Information provided section start
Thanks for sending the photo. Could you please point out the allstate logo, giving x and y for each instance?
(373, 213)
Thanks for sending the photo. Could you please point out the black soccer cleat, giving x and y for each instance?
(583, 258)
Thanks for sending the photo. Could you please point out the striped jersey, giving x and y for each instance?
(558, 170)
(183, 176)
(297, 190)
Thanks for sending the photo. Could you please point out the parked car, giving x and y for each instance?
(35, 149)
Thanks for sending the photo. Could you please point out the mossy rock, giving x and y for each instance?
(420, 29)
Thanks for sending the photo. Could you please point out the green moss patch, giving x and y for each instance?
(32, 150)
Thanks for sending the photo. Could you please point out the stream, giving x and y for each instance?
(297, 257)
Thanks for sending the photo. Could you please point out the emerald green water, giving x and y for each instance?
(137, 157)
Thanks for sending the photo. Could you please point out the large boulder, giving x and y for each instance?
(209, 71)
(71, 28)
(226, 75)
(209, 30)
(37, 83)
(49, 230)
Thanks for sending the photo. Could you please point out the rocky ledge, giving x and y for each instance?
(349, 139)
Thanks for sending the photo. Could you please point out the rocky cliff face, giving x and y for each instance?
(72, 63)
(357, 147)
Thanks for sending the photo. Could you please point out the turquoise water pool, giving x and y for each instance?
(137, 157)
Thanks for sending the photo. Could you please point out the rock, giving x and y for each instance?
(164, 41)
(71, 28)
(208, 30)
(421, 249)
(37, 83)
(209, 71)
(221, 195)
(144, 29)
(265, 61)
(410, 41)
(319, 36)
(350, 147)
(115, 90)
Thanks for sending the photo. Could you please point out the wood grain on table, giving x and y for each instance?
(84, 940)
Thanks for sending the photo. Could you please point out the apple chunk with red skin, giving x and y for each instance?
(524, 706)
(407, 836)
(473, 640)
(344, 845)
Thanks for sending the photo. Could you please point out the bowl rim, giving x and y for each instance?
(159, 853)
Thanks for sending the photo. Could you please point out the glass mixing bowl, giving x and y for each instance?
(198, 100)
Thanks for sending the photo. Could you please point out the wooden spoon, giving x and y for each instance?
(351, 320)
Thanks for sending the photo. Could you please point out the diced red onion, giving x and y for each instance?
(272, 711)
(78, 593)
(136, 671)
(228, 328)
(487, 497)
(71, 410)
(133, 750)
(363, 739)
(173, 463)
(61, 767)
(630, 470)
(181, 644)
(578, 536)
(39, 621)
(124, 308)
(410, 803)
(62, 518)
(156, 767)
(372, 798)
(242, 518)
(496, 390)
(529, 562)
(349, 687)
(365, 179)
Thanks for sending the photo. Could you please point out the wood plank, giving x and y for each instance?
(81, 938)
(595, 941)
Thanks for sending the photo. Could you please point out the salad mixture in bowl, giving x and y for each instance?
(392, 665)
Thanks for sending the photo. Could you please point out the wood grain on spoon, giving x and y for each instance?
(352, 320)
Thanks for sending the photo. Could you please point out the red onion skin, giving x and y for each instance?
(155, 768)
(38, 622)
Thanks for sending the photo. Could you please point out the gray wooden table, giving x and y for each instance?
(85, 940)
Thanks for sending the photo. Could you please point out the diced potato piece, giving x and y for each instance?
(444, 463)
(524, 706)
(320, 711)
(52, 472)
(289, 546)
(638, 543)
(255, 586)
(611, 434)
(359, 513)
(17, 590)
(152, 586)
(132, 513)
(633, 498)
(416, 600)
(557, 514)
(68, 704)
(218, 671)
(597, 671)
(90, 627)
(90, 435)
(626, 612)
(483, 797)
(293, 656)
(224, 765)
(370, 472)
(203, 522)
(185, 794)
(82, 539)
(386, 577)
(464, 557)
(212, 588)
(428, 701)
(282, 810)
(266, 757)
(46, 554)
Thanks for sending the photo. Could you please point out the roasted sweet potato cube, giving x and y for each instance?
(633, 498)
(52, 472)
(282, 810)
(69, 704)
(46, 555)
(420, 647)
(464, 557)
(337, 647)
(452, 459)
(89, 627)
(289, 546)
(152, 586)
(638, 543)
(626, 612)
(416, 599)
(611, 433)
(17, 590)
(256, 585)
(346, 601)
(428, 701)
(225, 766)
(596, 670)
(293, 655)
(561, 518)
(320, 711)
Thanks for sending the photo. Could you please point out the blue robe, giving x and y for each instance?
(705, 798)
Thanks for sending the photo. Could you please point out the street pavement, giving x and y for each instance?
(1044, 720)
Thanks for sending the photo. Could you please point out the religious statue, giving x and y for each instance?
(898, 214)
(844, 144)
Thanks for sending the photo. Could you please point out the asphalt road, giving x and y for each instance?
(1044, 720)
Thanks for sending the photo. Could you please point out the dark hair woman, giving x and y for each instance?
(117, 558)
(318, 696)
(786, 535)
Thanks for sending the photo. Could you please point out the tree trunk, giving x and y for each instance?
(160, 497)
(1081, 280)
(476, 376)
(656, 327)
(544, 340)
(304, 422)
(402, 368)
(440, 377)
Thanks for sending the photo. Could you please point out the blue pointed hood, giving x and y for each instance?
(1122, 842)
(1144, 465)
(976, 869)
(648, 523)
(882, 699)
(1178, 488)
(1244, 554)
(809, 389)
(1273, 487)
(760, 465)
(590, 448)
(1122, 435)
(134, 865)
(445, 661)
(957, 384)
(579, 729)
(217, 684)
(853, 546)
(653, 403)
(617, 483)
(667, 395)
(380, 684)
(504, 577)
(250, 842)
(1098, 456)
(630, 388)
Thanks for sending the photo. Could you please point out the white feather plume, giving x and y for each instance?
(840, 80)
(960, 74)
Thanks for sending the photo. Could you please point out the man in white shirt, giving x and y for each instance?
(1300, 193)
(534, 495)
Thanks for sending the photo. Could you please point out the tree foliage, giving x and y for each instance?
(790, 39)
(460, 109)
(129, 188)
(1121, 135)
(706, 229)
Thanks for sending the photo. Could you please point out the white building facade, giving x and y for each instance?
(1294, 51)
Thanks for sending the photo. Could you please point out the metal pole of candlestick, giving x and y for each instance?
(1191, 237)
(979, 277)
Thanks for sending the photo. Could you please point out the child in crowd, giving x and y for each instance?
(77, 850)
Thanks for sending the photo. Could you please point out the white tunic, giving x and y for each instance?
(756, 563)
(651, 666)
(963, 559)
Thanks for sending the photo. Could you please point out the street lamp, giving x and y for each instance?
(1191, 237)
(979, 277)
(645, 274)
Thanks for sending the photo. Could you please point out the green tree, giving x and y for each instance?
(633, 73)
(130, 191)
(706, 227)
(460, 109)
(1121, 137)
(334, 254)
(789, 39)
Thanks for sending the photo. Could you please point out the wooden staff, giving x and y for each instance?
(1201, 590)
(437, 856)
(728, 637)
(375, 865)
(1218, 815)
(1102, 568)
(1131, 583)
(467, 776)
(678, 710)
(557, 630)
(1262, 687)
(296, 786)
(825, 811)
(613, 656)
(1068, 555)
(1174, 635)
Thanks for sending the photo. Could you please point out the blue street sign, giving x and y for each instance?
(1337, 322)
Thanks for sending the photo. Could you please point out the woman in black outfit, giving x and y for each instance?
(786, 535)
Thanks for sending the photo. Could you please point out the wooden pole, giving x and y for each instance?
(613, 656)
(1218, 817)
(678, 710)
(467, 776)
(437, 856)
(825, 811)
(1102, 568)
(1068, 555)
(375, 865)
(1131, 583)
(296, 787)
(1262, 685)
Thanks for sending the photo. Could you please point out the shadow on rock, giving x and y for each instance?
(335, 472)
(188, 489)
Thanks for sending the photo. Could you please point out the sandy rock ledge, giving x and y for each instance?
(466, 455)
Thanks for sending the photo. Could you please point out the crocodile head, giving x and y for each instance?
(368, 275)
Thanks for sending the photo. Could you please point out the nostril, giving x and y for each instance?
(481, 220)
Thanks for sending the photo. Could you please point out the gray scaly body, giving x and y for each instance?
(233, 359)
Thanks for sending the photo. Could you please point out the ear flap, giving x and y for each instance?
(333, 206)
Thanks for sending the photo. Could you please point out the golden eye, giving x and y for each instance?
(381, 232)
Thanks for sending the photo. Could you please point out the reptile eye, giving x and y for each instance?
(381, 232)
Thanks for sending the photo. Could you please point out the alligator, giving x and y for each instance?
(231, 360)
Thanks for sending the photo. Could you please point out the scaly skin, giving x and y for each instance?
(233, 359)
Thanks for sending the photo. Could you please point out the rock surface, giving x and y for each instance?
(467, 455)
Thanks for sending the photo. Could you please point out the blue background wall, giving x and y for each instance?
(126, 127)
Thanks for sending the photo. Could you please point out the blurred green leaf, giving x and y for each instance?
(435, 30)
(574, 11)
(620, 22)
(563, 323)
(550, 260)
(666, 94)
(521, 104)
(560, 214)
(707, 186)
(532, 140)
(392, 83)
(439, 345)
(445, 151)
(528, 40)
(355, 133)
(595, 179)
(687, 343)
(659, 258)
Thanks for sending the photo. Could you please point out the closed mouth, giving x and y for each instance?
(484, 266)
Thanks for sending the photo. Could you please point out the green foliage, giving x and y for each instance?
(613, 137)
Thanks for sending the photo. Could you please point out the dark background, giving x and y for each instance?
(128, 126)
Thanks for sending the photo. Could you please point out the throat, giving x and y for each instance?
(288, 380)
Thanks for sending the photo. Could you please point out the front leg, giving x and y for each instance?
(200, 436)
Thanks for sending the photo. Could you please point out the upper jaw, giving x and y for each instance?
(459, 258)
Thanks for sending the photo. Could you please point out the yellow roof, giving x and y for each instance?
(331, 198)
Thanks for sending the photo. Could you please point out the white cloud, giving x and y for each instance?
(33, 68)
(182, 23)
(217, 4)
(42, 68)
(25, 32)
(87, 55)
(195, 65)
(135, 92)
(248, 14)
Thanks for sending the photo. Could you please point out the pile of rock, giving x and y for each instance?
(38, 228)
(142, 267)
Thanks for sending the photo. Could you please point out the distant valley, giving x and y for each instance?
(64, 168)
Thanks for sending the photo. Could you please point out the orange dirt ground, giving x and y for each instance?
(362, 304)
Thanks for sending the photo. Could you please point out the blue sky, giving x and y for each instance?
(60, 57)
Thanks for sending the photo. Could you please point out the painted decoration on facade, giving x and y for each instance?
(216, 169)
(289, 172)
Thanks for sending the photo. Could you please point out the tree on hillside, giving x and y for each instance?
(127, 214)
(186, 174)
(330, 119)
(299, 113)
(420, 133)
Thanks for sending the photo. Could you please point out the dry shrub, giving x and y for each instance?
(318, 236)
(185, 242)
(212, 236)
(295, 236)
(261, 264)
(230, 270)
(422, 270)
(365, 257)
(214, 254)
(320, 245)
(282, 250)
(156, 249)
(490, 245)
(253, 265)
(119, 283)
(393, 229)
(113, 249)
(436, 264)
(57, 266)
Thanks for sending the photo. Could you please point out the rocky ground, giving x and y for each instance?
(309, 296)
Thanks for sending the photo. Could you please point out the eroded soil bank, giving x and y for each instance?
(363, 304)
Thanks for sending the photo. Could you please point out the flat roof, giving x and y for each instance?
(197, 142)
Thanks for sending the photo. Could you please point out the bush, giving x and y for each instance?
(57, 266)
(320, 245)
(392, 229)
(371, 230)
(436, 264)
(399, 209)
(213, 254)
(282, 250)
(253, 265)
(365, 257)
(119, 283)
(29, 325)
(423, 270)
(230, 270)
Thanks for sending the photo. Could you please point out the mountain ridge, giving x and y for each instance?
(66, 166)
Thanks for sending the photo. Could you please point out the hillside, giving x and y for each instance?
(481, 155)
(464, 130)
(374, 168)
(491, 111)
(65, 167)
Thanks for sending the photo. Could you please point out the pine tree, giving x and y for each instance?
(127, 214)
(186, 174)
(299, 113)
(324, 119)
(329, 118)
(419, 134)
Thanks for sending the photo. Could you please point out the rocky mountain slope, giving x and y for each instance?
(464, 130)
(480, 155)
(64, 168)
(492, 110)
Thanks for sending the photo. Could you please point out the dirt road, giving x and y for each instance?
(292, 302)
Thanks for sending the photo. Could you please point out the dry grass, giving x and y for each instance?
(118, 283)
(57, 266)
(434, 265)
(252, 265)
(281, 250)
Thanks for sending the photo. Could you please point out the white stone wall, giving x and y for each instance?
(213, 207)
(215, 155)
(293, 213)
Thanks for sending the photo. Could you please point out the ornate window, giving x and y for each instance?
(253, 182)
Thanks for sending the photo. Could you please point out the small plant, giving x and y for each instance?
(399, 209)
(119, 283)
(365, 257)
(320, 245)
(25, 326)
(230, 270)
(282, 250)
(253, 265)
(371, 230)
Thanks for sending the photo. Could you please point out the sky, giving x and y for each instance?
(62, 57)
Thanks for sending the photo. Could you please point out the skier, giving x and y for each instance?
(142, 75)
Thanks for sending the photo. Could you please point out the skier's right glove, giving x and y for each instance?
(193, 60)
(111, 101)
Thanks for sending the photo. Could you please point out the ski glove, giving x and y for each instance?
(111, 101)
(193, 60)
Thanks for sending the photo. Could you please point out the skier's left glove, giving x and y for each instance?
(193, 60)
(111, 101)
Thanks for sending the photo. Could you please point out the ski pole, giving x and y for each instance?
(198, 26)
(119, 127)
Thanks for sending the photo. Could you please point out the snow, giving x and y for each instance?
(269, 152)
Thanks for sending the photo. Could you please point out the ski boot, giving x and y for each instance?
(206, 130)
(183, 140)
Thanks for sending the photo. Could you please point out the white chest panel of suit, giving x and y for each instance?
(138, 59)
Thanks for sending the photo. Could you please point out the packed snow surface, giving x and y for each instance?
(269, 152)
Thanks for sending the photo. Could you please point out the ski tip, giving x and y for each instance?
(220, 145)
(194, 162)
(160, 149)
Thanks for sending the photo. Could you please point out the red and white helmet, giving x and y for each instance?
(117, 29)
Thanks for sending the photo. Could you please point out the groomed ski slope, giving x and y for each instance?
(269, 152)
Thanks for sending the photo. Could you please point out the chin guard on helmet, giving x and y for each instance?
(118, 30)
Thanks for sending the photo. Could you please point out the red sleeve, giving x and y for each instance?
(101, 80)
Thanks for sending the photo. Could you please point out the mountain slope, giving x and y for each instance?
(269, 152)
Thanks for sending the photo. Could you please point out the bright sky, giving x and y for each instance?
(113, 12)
Information provided section end
Directions
In the listing above, find the line with "snow, giving x and y for each instance?", then copy it and every later line exactly, through the last line, and nothing else.

Reply
Thanks for sending the photo. Could you please point out the snow, giving x and y for each instance?
(269, 152)
Thanks for sending the photo. Could you please point out the ski boot, giving x and y for each instance?
(206, 130)
(183, 140)
Thanks for sending the photo. Could you please point out the white chest panel of suit, giving x and y for each instance?
(138, 59)
Thanks for sending the photo. Could you please point out the packed snow surface, giving x and y for each instance?
(269, 152)
Thanks for sending the photo. Could you please point out the ski tip, giving x and y for each instance?
(220, 145)
(194, 162)
(160, 149)
Thanks for sending the photo. Could you please point out the red and white helmet, giving x and y for each instance?
(117, 29)
Thanks for sending the photo. Could you please point out the groomed ski slope, giving x and y for each instance?
(269, 152)
Thanks for sending the photo. Could you please point out the chin guard on helmet, giving x and y for each instance?
(118, 30)
Thanks for sending the photo. Could you please point out the red sleeve, giving x and y for each instance?
(101, 80)
Thanks for sending the photo. Could you please point out the mountain slope, giving x and y for each instance?
(269, 152)
Thanks for sending the photo. Could you please point out the bright sky, giving x and y for each instance?
(113, 12)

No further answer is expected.